◆ **Goal 1**: Rewrite the thread on Moroccan Arabic starting at "In rural/southern Tunisia" and ending at "male and female.", replacing "females" with "women".
◆ **Goal 2**: In the rows, how many lines contain the string "fujibakama"? Case counts; give only the number.

◆ **Excerpt to read**:

# Morrocan Arabic: Amadra A waldi? Ach darti?



## karenhassan

What does this sentence which is in Moroccan dialect mean in English please? *'Amadra A waldi? Ach darti?'*


----------



## Hemza

It means "what's up my son? What did you do?" 

"dar/yidir" means in MSA "to organize", but it's often used in Maghrebian dialects (Mauritanian, Moroccan, Algerian, Tunisian and Libyan) as "to do". It depends of the area, in my area, we use more "3mal".


----------



## Aloulu

In Tunisian and Libyan we do not use the verb "dar/yidir" as "to do" actually. We say "3amala" as do, I do (ena na3mel). 

A question: why is it dirt*i* whereas it is said to a boy? In Tunisia the *i* at the end (example: 3amalt*i* = what have you done (female)) is used when u talk to females only.

In Tunisian & Libyan this sentence would be: *"Ech bik ya wildi! Fech 3amelt?"*


----------



## Hemza

Really? Sorry, I thought it was used... In my area, we say "ana n3mal" too.

oh yes, it's typically Moroccan: when we conjugue verbs, we always use (for the past form) the feminine form, like "ta2akherti" (you're late), "kamalti" (you have finished), etc, even for males.

The only area which doesn't use the feminine form is the North East, near the border with Algeria.


----------



## Aloulu

Hemza said:


> Really? Sorry, I thought it was used... In my area, we say "ana n3mal" too.
> 
> oh yes, it's typically Moroccan: when we conjugue verbs, we always use (for the past form) the feminine form, like "ta2akherti" (you're late), "kamalti" (you have finished), etc, even for males.
> 
> The only area which doesn't use the feminine form is the North East, near the border with Algeria.



No problem bro. I know it because before I didnt really understand what "ndiro" meant when listening to Moroccan songs. Later on I found the meaning out myself. 
In rural/southern Tunisia we only use the feminine ending (i at the end of the verb) when talking to females, such as "femt*i*? instead of just femt?. 
But in urban Tunisia (Grande Tunis and whole Sahel) they do not use at all and it would be "femt" to both male and female.

◆ **Material provided**:
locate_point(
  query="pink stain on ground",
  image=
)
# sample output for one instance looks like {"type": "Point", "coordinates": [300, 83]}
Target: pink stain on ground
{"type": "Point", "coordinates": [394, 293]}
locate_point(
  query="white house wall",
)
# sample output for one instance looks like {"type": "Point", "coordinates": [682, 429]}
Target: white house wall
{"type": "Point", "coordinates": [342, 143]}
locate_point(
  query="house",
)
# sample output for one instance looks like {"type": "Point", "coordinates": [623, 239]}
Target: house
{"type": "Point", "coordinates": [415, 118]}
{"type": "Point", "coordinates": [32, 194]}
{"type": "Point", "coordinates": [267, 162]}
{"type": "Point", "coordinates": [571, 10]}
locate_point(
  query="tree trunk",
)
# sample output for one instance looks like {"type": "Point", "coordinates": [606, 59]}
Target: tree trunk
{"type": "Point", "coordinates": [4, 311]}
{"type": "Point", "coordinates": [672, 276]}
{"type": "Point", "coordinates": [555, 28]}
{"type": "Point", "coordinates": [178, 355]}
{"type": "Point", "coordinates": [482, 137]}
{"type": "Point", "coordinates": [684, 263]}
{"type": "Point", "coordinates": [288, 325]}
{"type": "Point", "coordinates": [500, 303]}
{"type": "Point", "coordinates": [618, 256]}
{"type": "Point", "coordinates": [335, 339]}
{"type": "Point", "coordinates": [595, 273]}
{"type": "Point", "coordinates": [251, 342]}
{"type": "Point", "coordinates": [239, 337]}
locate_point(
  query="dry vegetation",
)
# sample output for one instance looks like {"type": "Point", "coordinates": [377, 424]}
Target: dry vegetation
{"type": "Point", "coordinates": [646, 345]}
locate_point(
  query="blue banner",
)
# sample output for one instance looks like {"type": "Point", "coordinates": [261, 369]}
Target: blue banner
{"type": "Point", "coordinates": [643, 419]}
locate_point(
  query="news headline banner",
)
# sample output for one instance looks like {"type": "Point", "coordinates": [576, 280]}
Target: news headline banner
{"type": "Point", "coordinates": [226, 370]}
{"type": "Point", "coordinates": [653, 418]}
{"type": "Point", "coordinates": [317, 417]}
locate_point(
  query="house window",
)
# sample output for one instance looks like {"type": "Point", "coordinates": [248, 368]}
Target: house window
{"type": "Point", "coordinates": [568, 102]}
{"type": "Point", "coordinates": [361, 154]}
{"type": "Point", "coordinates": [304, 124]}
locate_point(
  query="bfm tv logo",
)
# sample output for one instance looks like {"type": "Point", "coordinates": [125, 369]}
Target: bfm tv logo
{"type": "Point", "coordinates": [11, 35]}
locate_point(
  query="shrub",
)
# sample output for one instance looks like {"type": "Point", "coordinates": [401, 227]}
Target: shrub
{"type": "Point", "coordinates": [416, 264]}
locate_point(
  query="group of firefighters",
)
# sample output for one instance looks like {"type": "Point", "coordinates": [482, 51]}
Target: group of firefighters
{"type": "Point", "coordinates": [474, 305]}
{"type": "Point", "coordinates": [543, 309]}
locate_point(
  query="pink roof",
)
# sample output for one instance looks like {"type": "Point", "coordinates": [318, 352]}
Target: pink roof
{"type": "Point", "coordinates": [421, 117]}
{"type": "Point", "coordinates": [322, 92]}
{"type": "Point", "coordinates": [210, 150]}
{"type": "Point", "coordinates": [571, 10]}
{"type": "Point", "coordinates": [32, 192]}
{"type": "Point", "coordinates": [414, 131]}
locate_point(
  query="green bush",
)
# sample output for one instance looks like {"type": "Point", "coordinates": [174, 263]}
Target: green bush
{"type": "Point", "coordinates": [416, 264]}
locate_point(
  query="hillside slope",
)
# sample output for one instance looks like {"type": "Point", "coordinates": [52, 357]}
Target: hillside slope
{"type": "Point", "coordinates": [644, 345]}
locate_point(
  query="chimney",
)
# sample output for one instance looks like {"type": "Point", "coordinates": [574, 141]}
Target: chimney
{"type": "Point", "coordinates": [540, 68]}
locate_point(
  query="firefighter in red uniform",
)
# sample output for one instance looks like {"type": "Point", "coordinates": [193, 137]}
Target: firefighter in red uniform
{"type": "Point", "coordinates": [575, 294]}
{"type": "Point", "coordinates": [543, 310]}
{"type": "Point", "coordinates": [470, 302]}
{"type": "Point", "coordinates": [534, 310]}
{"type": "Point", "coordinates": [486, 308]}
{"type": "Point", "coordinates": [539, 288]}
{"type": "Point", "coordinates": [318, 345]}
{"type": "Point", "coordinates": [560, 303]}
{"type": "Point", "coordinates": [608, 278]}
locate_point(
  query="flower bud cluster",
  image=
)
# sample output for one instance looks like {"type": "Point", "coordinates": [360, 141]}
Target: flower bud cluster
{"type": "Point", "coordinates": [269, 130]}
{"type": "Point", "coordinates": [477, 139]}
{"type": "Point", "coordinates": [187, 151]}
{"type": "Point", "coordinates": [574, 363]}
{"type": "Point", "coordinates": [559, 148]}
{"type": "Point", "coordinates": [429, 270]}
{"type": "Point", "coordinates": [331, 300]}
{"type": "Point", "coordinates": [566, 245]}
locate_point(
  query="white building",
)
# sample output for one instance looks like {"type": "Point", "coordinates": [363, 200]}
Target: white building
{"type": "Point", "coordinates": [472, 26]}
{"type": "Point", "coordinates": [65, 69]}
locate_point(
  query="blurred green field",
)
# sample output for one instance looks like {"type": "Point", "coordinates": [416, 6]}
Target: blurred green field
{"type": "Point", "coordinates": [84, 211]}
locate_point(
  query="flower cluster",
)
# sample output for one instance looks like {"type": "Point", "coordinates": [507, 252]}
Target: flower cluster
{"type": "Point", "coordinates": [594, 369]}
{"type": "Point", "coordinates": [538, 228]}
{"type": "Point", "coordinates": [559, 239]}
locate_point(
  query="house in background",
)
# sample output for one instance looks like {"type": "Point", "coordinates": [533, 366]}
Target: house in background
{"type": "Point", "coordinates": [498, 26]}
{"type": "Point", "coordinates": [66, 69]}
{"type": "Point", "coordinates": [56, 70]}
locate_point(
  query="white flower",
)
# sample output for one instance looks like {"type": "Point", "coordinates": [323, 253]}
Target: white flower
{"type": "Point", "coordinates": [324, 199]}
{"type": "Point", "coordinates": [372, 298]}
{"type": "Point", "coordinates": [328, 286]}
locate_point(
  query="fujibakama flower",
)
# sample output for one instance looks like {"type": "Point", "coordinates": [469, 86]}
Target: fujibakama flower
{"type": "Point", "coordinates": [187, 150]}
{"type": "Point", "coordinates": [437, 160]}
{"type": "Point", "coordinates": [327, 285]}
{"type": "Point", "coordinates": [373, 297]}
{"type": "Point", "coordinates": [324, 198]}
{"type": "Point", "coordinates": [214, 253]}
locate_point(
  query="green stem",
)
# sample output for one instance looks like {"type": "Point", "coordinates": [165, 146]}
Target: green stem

◆ **Worked answer 1**:
In rural/southern Tunisia we only use the feminine ending (i at the end of the verb) when talking to women, such as "femt*i*? instead of just femt?. 
But in urban Tunisia (Grande Tunis and whole Sahel) they do not use at all and it would be "femt" to both male and female.

◆ **Worked answer 2**: 2